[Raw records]
--
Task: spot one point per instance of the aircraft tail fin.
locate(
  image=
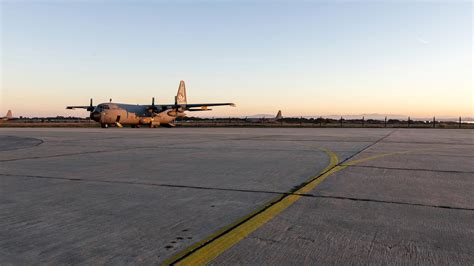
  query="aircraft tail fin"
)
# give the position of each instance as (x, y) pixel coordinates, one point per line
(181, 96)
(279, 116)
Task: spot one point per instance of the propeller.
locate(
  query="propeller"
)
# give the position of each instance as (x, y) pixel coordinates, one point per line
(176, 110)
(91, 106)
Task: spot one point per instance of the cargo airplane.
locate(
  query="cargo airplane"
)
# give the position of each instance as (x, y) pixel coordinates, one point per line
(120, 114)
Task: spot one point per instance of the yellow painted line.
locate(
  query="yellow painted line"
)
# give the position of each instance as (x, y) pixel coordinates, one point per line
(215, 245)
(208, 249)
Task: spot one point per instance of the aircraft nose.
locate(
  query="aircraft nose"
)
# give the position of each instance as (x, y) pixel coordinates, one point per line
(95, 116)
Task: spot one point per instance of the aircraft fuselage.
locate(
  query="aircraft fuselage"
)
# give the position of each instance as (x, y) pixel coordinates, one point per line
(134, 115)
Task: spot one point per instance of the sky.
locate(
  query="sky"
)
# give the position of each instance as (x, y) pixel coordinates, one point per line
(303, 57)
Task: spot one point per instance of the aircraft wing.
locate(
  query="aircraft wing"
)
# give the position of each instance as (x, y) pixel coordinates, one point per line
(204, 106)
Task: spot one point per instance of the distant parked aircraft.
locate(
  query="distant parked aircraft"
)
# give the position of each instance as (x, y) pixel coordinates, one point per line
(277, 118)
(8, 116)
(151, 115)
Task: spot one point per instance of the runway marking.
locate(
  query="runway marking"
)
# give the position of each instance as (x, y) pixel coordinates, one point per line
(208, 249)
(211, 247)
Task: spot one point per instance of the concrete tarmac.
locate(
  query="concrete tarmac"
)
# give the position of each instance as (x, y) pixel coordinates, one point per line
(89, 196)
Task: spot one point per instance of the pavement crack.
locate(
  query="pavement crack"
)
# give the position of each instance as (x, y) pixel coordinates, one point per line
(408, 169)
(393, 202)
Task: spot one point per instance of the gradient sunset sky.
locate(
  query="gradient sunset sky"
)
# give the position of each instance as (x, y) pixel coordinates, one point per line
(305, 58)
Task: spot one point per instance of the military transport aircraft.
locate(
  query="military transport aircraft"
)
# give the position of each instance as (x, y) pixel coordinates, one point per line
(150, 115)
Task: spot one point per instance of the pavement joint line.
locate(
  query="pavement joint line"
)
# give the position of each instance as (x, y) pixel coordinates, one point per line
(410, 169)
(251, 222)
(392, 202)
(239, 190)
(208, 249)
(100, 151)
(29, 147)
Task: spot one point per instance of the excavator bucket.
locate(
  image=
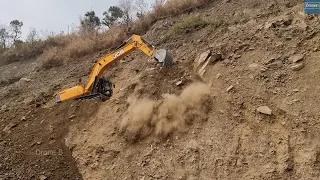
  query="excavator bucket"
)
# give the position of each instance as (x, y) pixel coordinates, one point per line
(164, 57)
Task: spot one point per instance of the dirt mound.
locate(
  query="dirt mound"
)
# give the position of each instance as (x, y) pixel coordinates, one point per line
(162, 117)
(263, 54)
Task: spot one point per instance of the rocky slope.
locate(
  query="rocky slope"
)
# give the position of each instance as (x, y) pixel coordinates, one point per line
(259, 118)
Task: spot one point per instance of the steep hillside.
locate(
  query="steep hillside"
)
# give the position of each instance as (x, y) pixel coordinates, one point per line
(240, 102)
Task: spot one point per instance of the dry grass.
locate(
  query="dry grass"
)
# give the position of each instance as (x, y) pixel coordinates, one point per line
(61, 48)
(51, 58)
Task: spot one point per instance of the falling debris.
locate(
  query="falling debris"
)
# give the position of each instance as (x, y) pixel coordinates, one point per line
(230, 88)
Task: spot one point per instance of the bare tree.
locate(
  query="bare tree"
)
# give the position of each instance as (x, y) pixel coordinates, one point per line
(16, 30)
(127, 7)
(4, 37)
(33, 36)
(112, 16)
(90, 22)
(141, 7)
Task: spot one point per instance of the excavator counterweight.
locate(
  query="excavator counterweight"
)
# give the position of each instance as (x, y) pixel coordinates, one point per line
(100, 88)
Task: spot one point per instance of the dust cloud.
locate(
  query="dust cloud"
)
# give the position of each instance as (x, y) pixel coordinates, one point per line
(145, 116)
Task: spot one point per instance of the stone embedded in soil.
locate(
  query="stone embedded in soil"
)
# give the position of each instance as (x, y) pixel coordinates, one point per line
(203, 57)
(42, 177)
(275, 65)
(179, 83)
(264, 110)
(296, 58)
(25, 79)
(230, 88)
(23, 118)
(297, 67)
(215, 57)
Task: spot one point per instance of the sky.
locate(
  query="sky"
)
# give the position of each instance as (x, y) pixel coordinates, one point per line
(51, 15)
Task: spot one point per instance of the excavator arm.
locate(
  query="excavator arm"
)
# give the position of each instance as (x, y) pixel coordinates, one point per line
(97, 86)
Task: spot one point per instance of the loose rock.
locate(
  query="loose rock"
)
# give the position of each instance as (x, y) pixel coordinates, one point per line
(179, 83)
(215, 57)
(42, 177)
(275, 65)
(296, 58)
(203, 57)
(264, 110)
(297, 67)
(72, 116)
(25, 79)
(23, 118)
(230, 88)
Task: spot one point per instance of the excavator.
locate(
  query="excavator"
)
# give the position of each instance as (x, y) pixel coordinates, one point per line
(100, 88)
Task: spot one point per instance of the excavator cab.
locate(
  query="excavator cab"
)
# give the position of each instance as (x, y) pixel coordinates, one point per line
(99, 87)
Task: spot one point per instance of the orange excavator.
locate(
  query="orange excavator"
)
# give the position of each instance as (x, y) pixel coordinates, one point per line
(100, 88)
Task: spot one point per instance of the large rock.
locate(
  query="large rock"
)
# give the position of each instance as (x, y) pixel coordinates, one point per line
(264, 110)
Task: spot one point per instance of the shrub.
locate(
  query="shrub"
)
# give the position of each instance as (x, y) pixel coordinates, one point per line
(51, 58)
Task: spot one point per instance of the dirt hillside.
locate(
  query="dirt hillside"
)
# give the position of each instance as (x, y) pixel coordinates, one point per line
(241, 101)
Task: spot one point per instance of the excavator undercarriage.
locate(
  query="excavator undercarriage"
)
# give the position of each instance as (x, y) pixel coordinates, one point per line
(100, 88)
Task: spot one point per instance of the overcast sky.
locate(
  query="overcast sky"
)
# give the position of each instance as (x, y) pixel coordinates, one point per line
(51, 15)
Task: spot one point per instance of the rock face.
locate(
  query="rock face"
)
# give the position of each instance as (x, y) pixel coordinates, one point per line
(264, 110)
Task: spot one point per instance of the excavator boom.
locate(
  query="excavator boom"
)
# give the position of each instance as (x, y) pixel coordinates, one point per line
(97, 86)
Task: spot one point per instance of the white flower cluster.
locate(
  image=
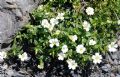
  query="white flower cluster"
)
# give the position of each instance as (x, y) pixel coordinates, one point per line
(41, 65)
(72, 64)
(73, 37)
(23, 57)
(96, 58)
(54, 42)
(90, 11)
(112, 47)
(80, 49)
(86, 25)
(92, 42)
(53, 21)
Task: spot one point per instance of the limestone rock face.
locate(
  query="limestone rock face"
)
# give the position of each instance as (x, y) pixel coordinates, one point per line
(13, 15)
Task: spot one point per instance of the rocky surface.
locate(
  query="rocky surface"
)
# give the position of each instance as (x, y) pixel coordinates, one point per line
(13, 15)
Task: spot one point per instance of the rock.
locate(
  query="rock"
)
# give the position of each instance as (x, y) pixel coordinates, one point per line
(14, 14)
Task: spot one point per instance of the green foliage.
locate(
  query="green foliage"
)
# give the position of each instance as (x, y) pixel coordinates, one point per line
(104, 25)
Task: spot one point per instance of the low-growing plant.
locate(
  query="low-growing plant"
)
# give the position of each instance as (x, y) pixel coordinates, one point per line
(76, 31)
--
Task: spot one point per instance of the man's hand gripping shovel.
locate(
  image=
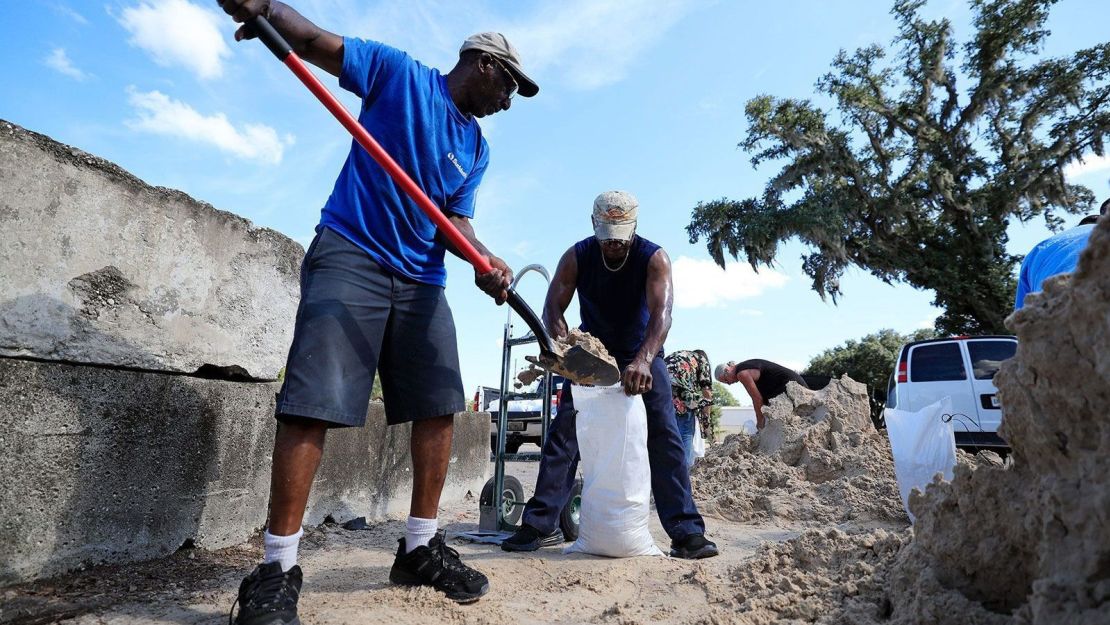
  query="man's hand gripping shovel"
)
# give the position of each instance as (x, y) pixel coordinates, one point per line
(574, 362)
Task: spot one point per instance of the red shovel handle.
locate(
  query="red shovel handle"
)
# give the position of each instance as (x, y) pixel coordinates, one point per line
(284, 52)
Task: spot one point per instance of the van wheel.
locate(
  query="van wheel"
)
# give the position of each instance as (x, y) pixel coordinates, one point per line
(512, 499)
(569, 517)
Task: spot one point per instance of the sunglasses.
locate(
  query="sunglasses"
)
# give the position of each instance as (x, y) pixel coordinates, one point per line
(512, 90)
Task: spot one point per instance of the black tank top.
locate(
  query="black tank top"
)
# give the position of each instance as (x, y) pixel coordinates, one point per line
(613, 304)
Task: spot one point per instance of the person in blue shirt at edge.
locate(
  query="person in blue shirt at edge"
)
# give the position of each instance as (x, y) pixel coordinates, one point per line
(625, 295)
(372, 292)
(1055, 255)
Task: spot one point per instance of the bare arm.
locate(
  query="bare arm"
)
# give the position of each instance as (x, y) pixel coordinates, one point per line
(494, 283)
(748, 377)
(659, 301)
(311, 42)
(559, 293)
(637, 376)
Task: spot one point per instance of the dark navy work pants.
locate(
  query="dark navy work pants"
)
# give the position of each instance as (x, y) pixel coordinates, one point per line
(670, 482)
--
▶ THE PROBLEM
Which lines of the listing above contain the string "navy"? Return every such line in full, treating uppercase and lowercase as different.

▶ WORKED ANSWER
Task: spot one point per instance of the dark navy work pants.
  query="dark navy work pants"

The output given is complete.